▶ TO BE DONE
Transcribe every one of the following records line by line, keeping each character unchanged.
>>
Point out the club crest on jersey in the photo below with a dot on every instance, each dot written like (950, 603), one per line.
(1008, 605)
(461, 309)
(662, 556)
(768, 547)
<<
▶ FULL ANSWER
Point out the club crest on jersey in the photo below with a dot on every instance, each dot written like (950, 603), one per line.
(1008, 605)
(461, 309)
(662, 556)
(768, 547)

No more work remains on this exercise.